• DOCUMENT TEXT:
§ §
Alarmed by the prospect that if Vare and Pepper weakened each other too much,
Pinchot might walk away with the Senatorial nomination, Secretary Mellon
himself went to Pittsburgh, flanked by Senator Reed and Secretary of Labor
Davis, to make his sole political oration of the campaign.
When the votes-or whatever it was that the political machines counted-were
finally assembled, it was found that Vare's wetness had defeated the
aristocratic Pepper. On the other hand, Mellon and Grundy had carried Fisher
to victory in the fight for governor. The vote of pliant Pittsburgh districts
was withheld for several days until the Mellon machine found out just how
many votes were needed to count out Beidleman.
The primary over, the Mellon-Grundy forces met to consolidate their state
victory by making William Larimer Mellon chairman of the Pennsylvania
Republican Committee. To signalize the new harmony, W. L. Mellon visited
Philadelphia and proclaimed that that city was "satisfied" under the
ministrations of Vare. The independent uprising now led by J. Hampton Moore
was "hardly worth noticing." In view of the tremendous majorities Vare rolled
up regularly in the Quaker City, that statement could scarcely be disputed.
Mellon promised him the state's loyal support in November.
§ §
• INSTRUCTION A:
Pick out each line of the rows that contains the word "jeans".

• DATASET ENTRIES:
§ §
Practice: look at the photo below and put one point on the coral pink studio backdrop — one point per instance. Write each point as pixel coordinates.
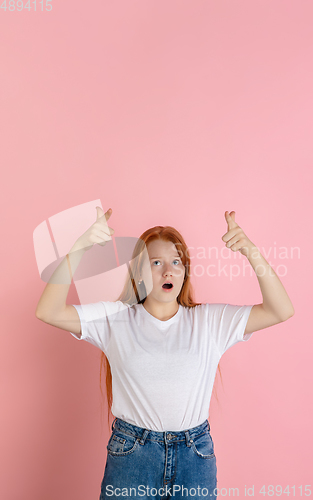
(170, 112)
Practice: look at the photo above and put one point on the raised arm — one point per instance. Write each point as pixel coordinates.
(52, 307)
(276, 306)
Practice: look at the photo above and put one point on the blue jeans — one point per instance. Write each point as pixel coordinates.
(151, 465)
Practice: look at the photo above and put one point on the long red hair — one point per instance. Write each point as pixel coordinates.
(133, 293)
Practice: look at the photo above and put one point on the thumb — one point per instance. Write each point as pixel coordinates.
(100, 212)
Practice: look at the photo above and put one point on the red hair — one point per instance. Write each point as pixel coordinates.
(133, 294)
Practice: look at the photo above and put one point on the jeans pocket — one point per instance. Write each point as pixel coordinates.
(121, 444)
(203, 445)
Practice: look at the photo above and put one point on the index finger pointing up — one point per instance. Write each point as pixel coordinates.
(230, 219)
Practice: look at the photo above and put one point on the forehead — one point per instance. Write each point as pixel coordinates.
(158, 248)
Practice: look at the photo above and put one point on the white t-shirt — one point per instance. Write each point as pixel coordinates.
(163, 371)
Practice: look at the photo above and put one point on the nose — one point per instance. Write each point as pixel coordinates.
(168, 270)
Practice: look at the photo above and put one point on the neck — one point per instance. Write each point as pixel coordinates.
(162, 311)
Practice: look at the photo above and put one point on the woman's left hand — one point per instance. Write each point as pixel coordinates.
(235, 238)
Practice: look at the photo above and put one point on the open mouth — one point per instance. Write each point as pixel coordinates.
(167, 285)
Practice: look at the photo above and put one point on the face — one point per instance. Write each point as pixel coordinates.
(165, 266)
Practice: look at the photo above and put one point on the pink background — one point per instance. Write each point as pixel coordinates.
(170, 113)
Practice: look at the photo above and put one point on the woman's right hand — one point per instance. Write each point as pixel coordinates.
(99, 232)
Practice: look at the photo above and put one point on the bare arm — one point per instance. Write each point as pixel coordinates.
(52, 307)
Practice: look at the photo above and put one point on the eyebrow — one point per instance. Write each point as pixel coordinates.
(161, 257)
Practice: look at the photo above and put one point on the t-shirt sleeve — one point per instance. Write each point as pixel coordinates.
(95, 322)
(227, 323)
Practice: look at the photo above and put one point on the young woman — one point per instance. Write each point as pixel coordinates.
(163, 351)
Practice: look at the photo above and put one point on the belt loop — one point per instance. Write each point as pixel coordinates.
(187, 438)
(143, 437)
(113, 423)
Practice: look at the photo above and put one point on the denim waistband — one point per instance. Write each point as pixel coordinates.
(141, 432)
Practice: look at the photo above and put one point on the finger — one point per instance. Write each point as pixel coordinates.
(233, 240)
(100, 213)
(230, 219)
(230, 234)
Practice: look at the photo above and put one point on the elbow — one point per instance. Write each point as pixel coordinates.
(290, 314)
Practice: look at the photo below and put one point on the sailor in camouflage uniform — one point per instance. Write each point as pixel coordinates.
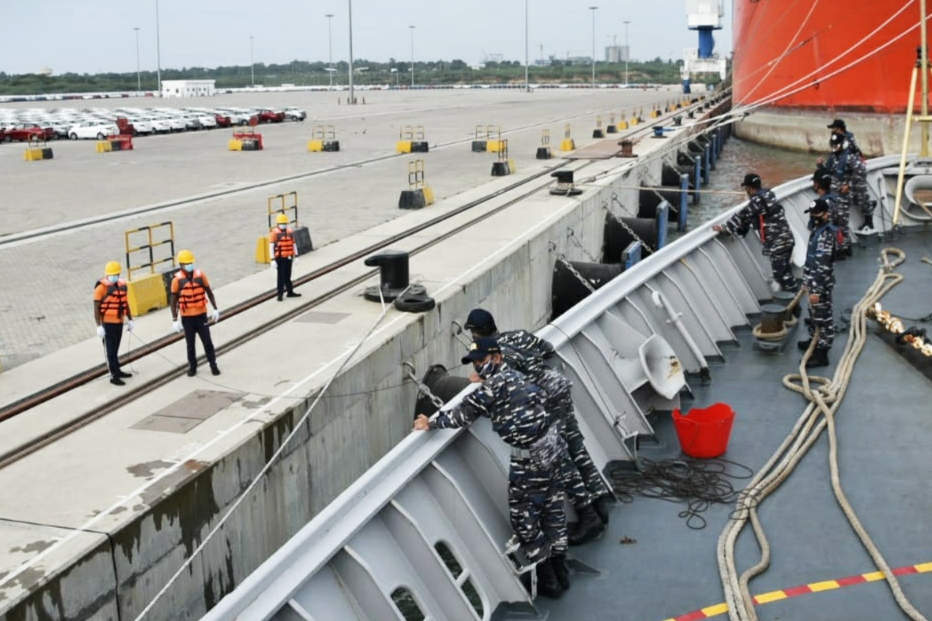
(765, 215)
(535, 494)
(819, 280)
(584, 486)
(844, 168)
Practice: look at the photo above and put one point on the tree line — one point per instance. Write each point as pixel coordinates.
(366, 72)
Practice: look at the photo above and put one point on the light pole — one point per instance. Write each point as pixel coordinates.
(352, 99)
(252, 64)
(138, 75)
(330, 38)
(412, 55)
(527, 84)
(158, 51)
(593, 9)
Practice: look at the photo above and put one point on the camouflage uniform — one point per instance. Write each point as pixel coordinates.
(841, 166)
(525, 352)
(764, 214)
(819, 278)
(535, 495)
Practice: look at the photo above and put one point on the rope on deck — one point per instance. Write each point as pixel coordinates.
(824, 398)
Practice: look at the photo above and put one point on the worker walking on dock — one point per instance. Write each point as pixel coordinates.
(765, 215)
(535, 494)
(524, 352)
(283, 251)
(110, 309)
(819, 280)
(190, 293)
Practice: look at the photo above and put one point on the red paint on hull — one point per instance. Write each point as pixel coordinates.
(825, 54)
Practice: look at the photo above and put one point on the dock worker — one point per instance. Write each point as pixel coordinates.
(111, 308)
(524, 352)
(819, 280)
(765, 215)
(190, 293)
(284, 251)
(535, 495)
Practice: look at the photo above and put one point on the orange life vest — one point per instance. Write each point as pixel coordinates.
(283, 242)
(113, 304)
(192, 292)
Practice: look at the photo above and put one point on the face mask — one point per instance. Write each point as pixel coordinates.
(487, 369)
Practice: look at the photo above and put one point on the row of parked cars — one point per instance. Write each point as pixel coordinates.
(74, 124)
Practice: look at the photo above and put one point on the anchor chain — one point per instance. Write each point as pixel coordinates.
(569, 266)
(627, 228)
(422, 387)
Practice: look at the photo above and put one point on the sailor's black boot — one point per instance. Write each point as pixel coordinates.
(819, 358)
(600, 506)
(547, 583)
(587, 528)
(561, 571)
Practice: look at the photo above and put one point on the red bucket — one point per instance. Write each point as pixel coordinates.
(704, 432)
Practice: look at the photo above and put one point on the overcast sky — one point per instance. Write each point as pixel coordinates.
(90, 36)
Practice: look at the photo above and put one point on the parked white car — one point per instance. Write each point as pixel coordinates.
(92, 129)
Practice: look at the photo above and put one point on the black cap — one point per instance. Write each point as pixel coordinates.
(481, 320)
(822, 179)
(480, 348)
(819, 205)
(751, 180)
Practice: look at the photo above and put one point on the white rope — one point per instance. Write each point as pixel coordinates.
(269, 464)
(819, 414)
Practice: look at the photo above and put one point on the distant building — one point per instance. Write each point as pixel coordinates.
(188, 88)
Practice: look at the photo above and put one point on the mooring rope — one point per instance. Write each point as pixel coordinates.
(824, 401)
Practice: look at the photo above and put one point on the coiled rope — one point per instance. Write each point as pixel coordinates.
(819, 414)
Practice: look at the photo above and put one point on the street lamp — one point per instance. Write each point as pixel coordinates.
(329, 17)
(593, 9)
(252, 64)
(138, 75)
(412, 55)
(527, 84)
(352, 99)
(158, 51)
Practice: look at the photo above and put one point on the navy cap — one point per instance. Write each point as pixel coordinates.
(751, 180)
(480, 319)
(819, 205)
(480, 348)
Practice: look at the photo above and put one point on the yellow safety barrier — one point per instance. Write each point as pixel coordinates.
(323, 138)
(418, 194)
(150, 291)
(567, 144)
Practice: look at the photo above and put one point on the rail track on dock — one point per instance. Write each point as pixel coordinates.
(512, 194)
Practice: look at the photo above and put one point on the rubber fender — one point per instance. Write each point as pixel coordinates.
(414, 302)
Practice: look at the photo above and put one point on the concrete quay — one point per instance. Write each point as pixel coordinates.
(101, 521)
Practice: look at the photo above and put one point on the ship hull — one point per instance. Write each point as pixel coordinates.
(798, 66)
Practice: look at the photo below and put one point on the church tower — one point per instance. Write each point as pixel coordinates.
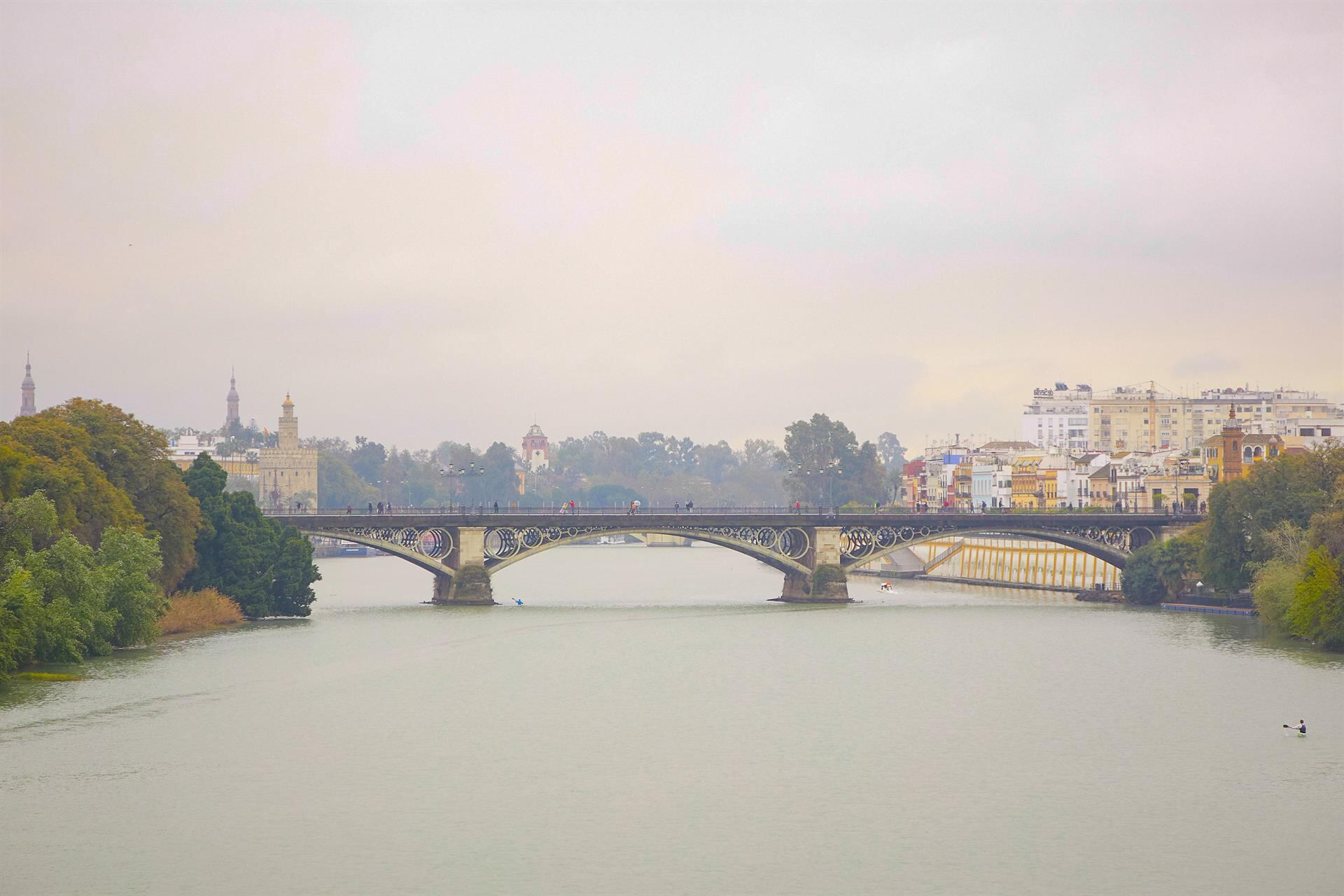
§ §
• INSTRUCTION B:
Summarize the passage on the Pennsylvania primary in two sentences.

• WRITTEN ANSWER A:
Practice: look at the photo above and put one point on the blue jeans — one point per instance. Write each point as pixel coordinates.
Practice: look at the photo above and put one point on the jeans pocket — one point per instance. Write each point as pixel coordinates.

• WRITTEN ANSWER B:
Fearing that Pinchot might win the Senatorial nomination if Vare and Pepper weakened each other, Secretary Mellon went to Pittsburgh with Senator Reed and Secretary of Labor Davis to give his only political speech of the campaign, and in the primary Vare defeated Pepper while Mellon and Grundy carried Fisher to victory for governor. After the primary, the Mellon-Grundy forces made William Larimer Mellon chairman of the Pennsylvania Republican Committee, and he visited Philadelphia to declare the city "satisfied" under Vare's ministrations.